(EXERCISE DESCRIPTION)
In the figure captions below about macrophages on fibrin films, why are immunofluorescence images of LC3 shown?

(SOURCE PASSAGE)
****************************************
The cytoskeleton-accompanied autophagy of macrophages is increased on the thinner and sparser fibrin films. (A) Interaction network analysis showed close interaction between regulation of actin cytoskeleton and autophagy. (B) The Rac-mTOR pathway affected autophagy-related genes (Atgs) with negative regulation. (C) Autophagic-related pathways were enriched. (D) Heatmap of autophagy related gene expressions. (E and F) RT-qPCR results of autophagy-related gene expressions and representative immunofluorescence images of LC3 (classic autophagy marker) in macrophages cultured on fibrin films. FC, fold change. *P < 0.05; **P < 0.01; ***P < 0.001; ****P < 0.0001.

Fig. 6.

The autophagy-mediated inflammation and profibrosis of macrophages are increased on the thinner and sparser fibrin films. (A) Interaction network analysis showed close interaction between autophagy-related genes and inflammatory-related genes. (B and C) Heatmap and RT-qPCR results of inflammatory related gene expressions. (D) Representative immunofluorescence images of CCR7 (classic inflammation marker) in macrophages cultured on fibrin films. (E) Interaction network analysis showed close interaction between inflammatory-related genes and profibrosis-related genes. (F and G) Heatmap and RT-qPCR results of profibrosis-related gene expressions. *P < 0.05; **P < 0.01; ***P < 0.001; ****P < 0.0001.
****************************************
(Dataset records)
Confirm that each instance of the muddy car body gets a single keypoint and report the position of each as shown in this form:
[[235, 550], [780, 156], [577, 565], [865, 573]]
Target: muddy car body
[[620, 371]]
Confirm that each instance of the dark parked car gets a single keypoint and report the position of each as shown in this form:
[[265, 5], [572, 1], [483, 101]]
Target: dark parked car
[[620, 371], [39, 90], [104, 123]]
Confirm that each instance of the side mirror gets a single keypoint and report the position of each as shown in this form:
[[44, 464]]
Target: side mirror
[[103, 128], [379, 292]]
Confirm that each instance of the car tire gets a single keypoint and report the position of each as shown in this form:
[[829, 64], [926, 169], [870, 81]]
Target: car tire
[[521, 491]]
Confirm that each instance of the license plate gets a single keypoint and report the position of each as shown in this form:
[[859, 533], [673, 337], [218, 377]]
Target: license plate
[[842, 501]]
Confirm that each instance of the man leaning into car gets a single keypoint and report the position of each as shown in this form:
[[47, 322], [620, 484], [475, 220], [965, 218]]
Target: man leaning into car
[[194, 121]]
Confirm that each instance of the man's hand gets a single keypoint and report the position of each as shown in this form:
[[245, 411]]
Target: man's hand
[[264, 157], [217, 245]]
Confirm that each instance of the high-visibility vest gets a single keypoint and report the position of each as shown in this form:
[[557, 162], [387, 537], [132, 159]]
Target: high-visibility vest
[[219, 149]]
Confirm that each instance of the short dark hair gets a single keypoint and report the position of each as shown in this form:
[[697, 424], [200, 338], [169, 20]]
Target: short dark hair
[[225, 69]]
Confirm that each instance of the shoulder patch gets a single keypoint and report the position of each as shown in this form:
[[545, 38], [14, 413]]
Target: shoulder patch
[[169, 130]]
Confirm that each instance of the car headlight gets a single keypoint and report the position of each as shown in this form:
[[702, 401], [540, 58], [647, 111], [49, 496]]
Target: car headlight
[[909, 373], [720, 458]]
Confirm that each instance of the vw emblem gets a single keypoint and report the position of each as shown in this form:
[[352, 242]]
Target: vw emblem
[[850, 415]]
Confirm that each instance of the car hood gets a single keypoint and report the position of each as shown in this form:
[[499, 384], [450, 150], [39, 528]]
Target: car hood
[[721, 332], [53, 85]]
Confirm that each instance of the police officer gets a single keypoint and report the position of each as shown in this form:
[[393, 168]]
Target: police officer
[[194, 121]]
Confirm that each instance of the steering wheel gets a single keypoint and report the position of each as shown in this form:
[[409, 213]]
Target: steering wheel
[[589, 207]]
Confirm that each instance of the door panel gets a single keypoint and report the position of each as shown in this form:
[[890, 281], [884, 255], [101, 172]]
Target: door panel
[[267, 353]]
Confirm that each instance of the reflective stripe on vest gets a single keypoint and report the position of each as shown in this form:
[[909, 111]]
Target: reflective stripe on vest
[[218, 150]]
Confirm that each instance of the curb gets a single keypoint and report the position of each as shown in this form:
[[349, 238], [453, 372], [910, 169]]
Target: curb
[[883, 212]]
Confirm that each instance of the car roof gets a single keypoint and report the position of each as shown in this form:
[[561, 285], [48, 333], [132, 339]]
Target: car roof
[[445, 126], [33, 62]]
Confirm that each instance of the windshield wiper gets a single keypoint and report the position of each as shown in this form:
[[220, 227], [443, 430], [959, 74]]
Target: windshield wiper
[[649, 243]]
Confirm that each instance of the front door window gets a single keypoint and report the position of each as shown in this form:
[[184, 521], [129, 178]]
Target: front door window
****************************************
(ANSWER BELOW)
LC3 is a classic autophagy marker, so its images show autophagy in the macrophages cultured on the fibrin films.